◆ Task to carry out
Recast the records as a JSON list of strings, one string per line, from the first line up to and including the line containing "<point>314,74</point>". Omit blank lines.

———

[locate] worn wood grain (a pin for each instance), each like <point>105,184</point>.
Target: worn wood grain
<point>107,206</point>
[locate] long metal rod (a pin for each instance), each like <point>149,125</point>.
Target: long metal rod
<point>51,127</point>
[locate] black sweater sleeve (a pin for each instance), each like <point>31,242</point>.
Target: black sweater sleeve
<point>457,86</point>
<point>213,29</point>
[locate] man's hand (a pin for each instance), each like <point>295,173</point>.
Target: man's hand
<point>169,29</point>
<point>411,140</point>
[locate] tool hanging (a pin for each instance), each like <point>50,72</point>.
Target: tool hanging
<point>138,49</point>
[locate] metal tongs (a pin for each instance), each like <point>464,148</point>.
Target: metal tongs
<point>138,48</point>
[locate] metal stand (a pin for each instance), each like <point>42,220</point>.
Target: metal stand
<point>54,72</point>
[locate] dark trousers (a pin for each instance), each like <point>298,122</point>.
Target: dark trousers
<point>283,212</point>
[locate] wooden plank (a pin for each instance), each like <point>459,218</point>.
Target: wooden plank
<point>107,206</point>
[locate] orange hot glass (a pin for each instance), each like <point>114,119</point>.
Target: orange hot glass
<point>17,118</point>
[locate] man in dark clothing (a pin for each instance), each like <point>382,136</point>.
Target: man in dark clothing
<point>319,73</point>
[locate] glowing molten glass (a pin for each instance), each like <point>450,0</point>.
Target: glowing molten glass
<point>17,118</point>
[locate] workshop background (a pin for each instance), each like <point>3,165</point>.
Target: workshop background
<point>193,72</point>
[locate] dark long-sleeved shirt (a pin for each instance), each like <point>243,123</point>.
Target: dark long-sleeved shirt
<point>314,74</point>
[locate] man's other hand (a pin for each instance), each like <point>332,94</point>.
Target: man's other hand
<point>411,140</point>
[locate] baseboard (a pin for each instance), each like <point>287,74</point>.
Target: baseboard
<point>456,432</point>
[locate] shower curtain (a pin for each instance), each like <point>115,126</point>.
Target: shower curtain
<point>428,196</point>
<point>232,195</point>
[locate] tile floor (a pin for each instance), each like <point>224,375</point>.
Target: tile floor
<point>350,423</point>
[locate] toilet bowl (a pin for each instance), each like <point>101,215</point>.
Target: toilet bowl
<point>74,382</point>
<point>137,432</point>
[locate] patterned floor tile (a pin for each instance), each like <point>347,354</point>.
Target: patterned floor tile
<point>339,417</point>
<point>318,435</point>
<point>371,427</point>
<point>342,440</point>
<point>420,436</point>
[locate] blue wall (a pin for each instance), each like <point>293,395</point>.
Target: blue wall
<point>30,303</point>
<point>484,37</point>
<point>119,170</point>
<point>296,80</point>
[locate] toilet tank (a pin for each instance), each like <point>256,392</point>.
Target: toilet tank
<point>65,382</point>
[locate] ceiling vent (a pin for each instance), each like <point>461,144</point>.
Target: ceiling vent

———

◆ Result
[
  "[locate] worn wood grain (a pin for each instance), each like <point>105,184</point>.",
  "Target: worn wood grain",
  "<point>107,206</point>",
  "[locate] long metal rod (a pin for each instance), each like <point>149,125</point>.",
  "Target: long metal rod",
  "<point>51,127</point>",
  "[locate] black sweater sleeve (a pin for each instance), each like <point>31,242</point>.",
  "Target: black sweater sleeve",
  "<point>457,86</point>",
  "<point>213,29</point>",
  "[locate] man's hand (a pin for each instance), each like <point>295,173</point>.",
  "Target: man's hand",
  "<point>169,29</point>",
  "<point>411,140</point>",
  "[locate] tool hanging (a pin for each instance), each like <point>50,72</point>.",
  "Target: tool hanging",
  "<point>138,49</point>",
  "[locate] metal tongs (a pin for each instance), each like <point>464,148</point>.",
  "Target: metal tongs",
  "<point>138,48</point>",
  "[locate] metal stand (a pin for each instance), each like <point>42,220</point>.",
  "Target: metal stand",
  "<point>54,72</point>",
  "[locate] dark trousers (a pin for each instance), each like <point>298,122</point>.",
  "Target: dark trousers",
  "<point>283,212</point>",
  "[locate] wooden plank (a pin for each instance), each like <point>459,218</point>.",
  "Target: wooden plank",
  "<point>107,206</point>",
  "[locate] orange hot glass (a pin for each instance), each like <point>114,119</point>.",
  "Target: orange hot glass",
  "<point>17,118</point>",
  "[locate] man in dark clothing (a pin for each instance), each like <point>382,136</point>.",
  "Target: man in dark clothing",
  "<point>319,73</point>",
  "[locate] glowing molten glass (a pin for each instance), each like <point>450,0</point>.",
  "Target: glowing molten glass",
  "<point>17,118</point>",
  "[locate] workshop background (a pin for each instance), each like <point>3,165</point>.",
  "Target: workshop background",
  "<point>193,72</point>",
  "[locate] dark long-sleeved shirt (a pin for each instance), each like <point>243,123</point>.",
  "Target: dark long-sleeved shirt",
  "<point>314,74</point>"
]